**EXERCISE AIM:**
Could you set down each line of the records below word for word, leaving out the pictures?

Segmentation dataset excerpts
# # # # # # #
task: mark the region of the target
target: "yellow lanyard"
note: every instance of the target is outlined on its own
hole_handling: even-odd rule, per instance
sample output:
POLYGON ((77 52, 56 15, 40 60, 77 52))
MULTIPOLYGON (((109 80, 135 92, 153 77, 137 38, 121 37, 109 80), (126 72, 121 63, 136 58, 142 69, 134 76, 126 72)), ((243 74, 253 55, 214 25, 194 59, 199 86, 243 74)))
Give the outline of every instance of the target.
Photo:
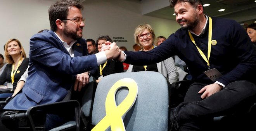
# # # # # # #
**TASK RESPONSE:**
task: mark the region of the target
target: "yellow lanyard"
note: every instance of the target is outlined on its own
hole_handling: even-odd rule, per instance
sample output:
POLYGON ((77 52, 56 15, 40 60, 77 52))
MULTIPOLYGON (((109 80, 135 92, 153 77, 137 38, 121 37, 109 80), (126 72, 121 63, 136 58, 142 69, 134 76, 126 72)), ((243 74, 253 55, 214 25, 194 59, 199 86, 243 74)))
Give the outline of every instance of the target.
Photo:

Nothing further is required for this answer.